- **WHAT THE TASK ASKS**: Reproduce the full forum excerpt on power loss in a switched solid-state relay supply, word for word.

- **EXCERPT TO READ**:
####

I don't see how it would be all that lossy... There is only dissipation in the SSR, which would be 1V drop times the time-averaged current drawn, which won't be any more than the amplifier is using... Let's say that we have 50V rails and the amplifier is operating into a 4 ohm load. I figure that would be a maximum current draw of (50V-3Vdrop)*0.707 = 33Vrms, P=Vrms^2/R = 275W, Irms = Vrms/R ~ 8.5 rms amperes. So the power lost in each SSR if the amp was operating at full power would be about 1V*8.5A=8.5 Watts.
The transistors in the SSR are either "on" or "off" which are both low-loss states. It's only the voltage drop across the device during the conduction pulses that I see as leading to power loss and heat generation. It seems pretty insignificant to me, unless I am not including some other losses.
You are missing something critical.
Without an inductor or cap storing energy in the awitching action you cannot get more rms current out then you put in, so if you are running at say 8.5A and the input is 20V higher then the output you will be dissipating 170W in the resistances of your switches caps and traces.
Smaller R means a lower power loss AT A GIVEN CURRENT, but as you reduce R the rms current rises rapidly, and that squared term becomes a problem, inductors beat resistors for filtering anyway, and can flywheel which a resistor cannot.
Consider, if we are switching and the input is say 70V and we have 50V on the output cap and 1 ohm series, load is 1A, then the moment that switch closes the resistor has 20V across it and 20A flows, power in the resistor is 400W falling as the voltage on the cap bank comes up (But we dont want too much ripple, so we cannot allow the output cap to charge too far, if we open the switch when the cap reaches say 55V (10% ripple) then the current in that resistor as we open the switch is still 15A and the dissipation in that resistor is still over 200W.
Now our load is 1A, so 1C/second, and our average charging current is ~17A, so the duty cycle for steady state is trivially about 6 percent or so.....
If the average dissipation during a conduction pulse is say 300W, then the average power loss in our resistor is 300 * 6/100 = 18W.

####

- **STORED DATA**:
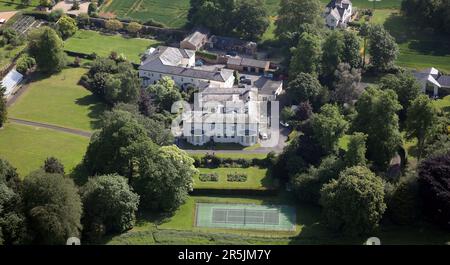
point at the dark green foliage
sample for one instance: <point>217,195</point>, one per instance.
<point>12,219</point>
<point>108,202</point>
<point>434,179</point>
<point>53,208</point>
<point>405,86</point>
<point>377,118</point>
<point>165,178</point>
<point>354,203</point>
<point>383,49</point>
<point>46,47</point>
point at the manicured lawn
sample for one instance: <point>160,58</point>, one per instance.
<point>257,178</point>
<point>14,5</point>
<point>180,229</point>
<point>87,41</point>
<point>27,147</point>
<point>59,100</point>
<point>171,13</point>
<point>232,155</point>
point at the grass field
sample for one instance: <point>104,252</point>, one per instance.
<point>59,100</point>
<point>257,178</point>
<point>173,13</point>
<point>27,147</point>
<point>14,5</point>
<point>86,41</point>
<point>419,48</point>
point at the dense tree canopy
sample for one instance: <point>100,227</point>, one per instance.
<point>109,206</point>
<point>165,178</point>
<point>52,206</point>
<point>47,49</point>
<point>421,118</point>
<point>434,188</point>
<point>113,148</point>
<point>12,219</point>
<point>377,118</point>
<point>383,49</point>
<point>405,86</point>
<point>328,127</point>
<point>354,203</point>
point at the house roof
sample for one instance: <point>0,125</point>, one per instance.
<point>248,62</point>
<point>444,80</point>
<point>168,60</point>
<point>196,38</point>
<point>11,80</point>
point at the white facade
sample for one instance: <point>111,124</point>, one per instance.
<point>338,13</point>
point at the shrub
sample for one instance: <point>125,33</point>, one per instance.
<point>209,177</point>
<point>236,177</point>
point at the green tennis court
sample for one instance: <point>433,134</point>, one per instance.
<point>246,216</point>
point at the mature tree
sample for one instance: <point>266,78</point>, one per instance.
<point>352,49</point>
<point>3,108</point>
<point>46,48</point>
<point>383,49</point>
<point>52,206</point>
<point>356,152</point>
<point>307,185</point>
<point>421,118</point>
<point>354,203</point>
<point>293,15</point>
<point>67,26</point>
<point>328,127</point>
<point>434,179</point>
<point>404,206</point>
<point>346,84</point>
<point>304,111</point>
<point>332,53</point>
<point>306,56</point>
<point>109,206</point>
<point>12,219</point>
<point>305,87</point>
<point>52,165</point>
<point>165,93</point>
<point>405,86</point>
<point>165,178</point>
<point>113,149</point>
<point>377,117</point>
<point>113,25</point>
<point>251,19</point>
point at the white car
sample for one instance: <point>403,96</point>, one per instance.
<point>263,136</point>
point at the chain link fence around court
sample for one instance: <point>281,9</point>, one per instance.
<point>246,216</point>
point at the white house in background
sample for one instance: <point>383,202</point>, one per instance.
<point>338,13</point>
<point>10,82</point>
<point>432,80</point>
<point>179,64</point>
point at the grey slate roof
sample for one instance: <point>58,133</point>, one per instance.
<point>166,60</point>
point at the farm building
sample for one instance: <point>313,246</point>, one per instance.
<point>179,64</point>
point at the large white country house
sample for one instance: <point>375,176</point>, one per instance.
<point>179,64</point>
<point>338,13</point>
<point>224,111</point>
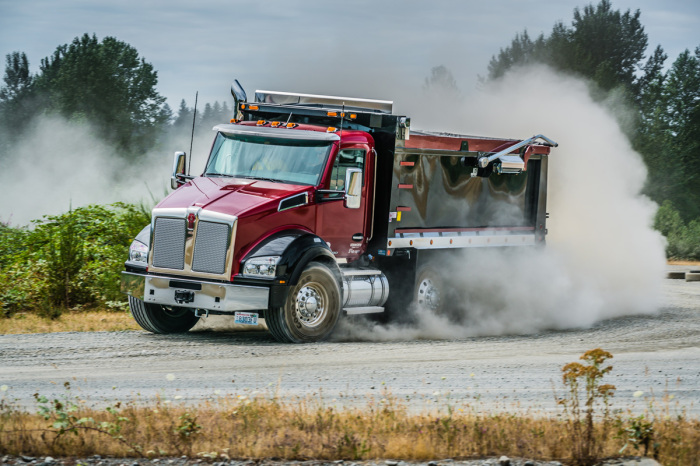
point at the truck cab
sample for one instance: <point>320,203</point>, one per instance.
<point>311,207</point>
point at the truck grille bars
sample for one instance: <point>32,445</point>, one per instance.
<point>192,242</point>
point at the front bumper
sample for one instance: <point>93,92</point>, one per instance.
<point>221,297</point>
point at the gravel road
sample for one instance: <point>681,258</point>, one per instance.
<point>656,355</point>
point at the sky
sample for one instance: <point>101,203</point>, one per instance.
<point>359,48</point>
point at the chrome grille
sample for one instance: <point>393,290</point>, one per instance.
<point>210,247</point>
<point>169,243</point>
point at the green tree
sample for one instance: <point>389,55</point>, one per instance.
<point>108,84</point>
<point>602,44</point>
<point>15,102</point>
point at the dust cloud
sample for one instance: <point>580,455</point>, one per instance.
<point>603,259</point>
<point>64,164</point>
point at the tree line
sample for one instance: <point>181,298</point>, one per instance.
<point>607,47</point>
<point>106,84</point>
<point>109,85</point>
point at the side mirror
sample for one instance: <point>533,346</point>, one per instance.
<point>353,188</point>
<point>179,170</point>
<point>239,96</point>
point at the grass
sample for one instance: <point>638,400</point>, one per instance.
<point>72,321</point>
<point>241,427</point>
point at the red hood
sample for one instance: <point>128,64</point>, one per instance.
<point>234,196</point>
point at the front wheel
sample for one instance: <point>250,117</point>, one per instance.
<point>311,310</point>
<point>162,319</point>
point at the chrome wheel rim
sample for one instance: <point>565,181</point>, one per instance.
<point>311,305</point>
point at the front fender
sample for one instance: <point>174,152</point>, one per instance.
<point>296,249</point>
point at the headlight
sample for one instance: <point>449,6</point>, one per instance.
<point>261,266</point>
<point>138,252</point>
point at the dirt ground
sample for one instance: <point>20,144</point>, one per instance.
<point>656,363</point>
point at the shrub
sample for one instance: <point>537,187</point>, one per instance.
<point>68,260</point>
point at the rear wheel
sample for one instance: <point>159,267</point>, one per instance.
<point>430,291</point>
<point>162,319</point>
<point>311,310</point>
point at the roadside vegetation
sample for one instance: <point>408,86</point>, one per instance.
<point>230,426</point>
<point>68,262</point>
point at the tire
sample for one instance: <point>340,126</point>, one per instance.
<point>430,291</point>
<point>312,308</point>
<point>161,319</point>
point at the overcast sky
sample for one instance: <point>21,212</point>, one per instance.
<point>359,48</point>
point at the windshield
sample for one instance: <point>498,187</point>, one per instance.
<point>289,161</point>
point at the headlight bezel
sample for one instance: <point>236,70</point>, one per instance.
<point>138,252</point>
<point>260,267</point>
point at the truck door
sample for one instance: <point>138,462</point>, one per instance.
<point>348,230</point>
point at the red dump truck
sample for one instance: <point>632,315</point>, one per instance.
<point>313,207</point>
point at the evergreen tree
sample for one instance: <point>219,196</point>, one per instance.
<point>105,83</point>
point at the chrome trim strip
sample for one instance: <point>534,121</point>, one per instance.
<point>277,133</point>
<point>363,310</point>
<point>469,239</point>
<point>306,201</point>
<point>231,298</point>
<point>292,98</point>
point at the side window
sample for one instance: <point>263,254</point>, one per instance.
<point>347,158</point>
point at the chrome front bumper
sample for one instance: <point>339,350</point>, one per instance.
<point>203,295</point>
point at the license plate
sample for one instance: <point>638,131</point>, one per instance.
<point>246,318</point>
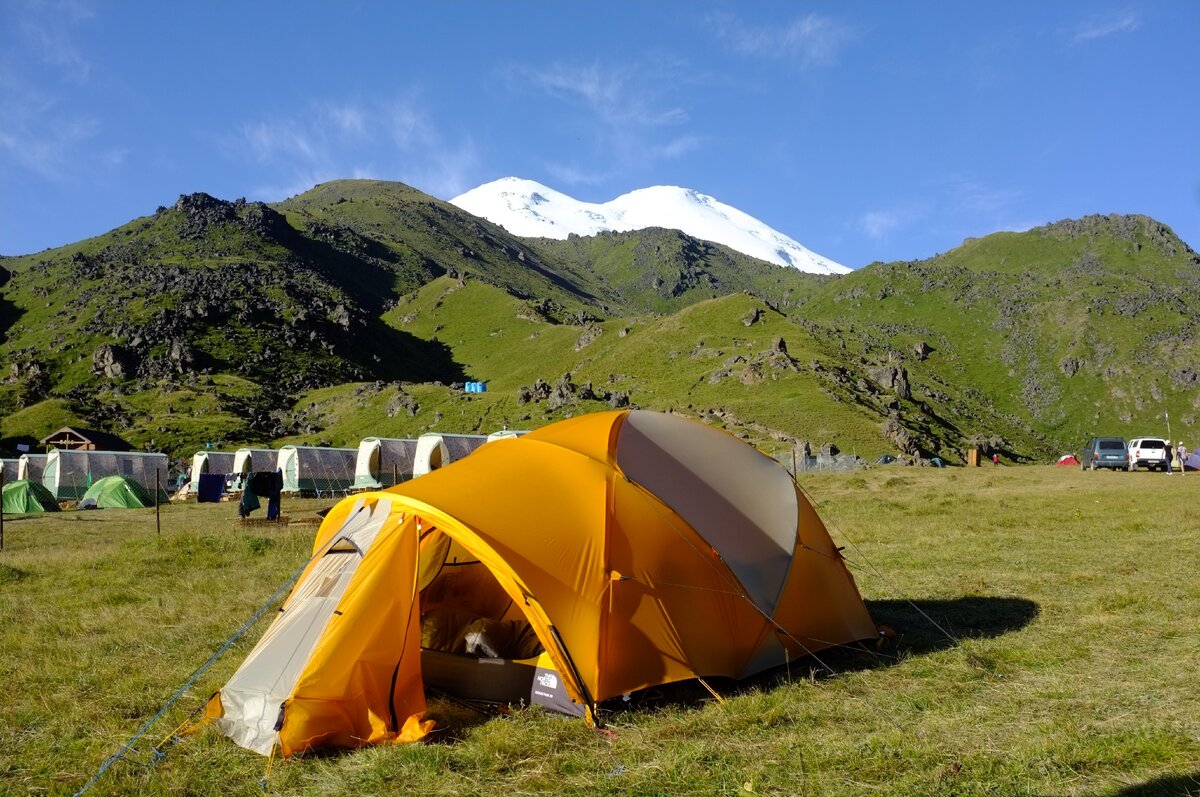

####

- **RESPONSE TO THE TASK**:
I don't see how it would be all that lossy... There is only dissipation in the SSR, which would be 1V drop times the time-averaged current drawn, which won't be any more than the amplifier is using... Let's say that we have 50V rails and the amplifier is operating into a 4 ohm load. I figure that would be a maximum current draw of (50V-3Vdrop)*0.707 = 33Vrms, P=Vrms^2/R = 275W, Irms = Vrms/R ~ 8.5 rms amperes. So the power lost in each SSR if the amp was operating at full power would be about 1V*8.5A=8.5 Watts.
The transistors in the SSR are either "on" or "off" which are both low-loss states. It's only the voltage drop across the device during the conduction pulses that I see as leading to power loss and heat generation. It seems pretty insignificant to me, unless I am not including some other losses.
You are missing something critical.
Without an inductor or cap storing energy in the awitching action you cannot get more rms current out then you put in, so if you are running at say 8.5A and the input is 20V higher then the output you will be dissipating 170W in the resistances of your switches caps and traces.
Smaller R means a lower power loss AT A GIVEN CURRENT, but as you reduce R the rms current rises rapidly, and that squared term becomes a problem, inductors beat resistors for filtering anyway, and can flywheel which a resistor cannot.
Consider, if we are switching and the input is say 70V and we have 50V on the output cap and 1 ohm series, load is 1A, then the moment that switch closes the resistor has 20V across it and 20A flows, power in the resistor is 400W falling as the voltage on the cap bank comes up (But we dont want too much ripple, so we cannot allow the output cap to charge too far, if we open the switch when the cap reaches say 55V (10% ripple) then the current in that resistor as we open the switch is still 15A and the dissipation in that resistor is still over 200W.
Now our load is 1A, so 1C/second, and our average charging current is ~17A, so the duty cycle for steady state is trivially about 6 percent or so.....
If the average dissipation during a conduction pulse is say 300W, then the average power loss in our resistor is 300 * 6/100 = 18W.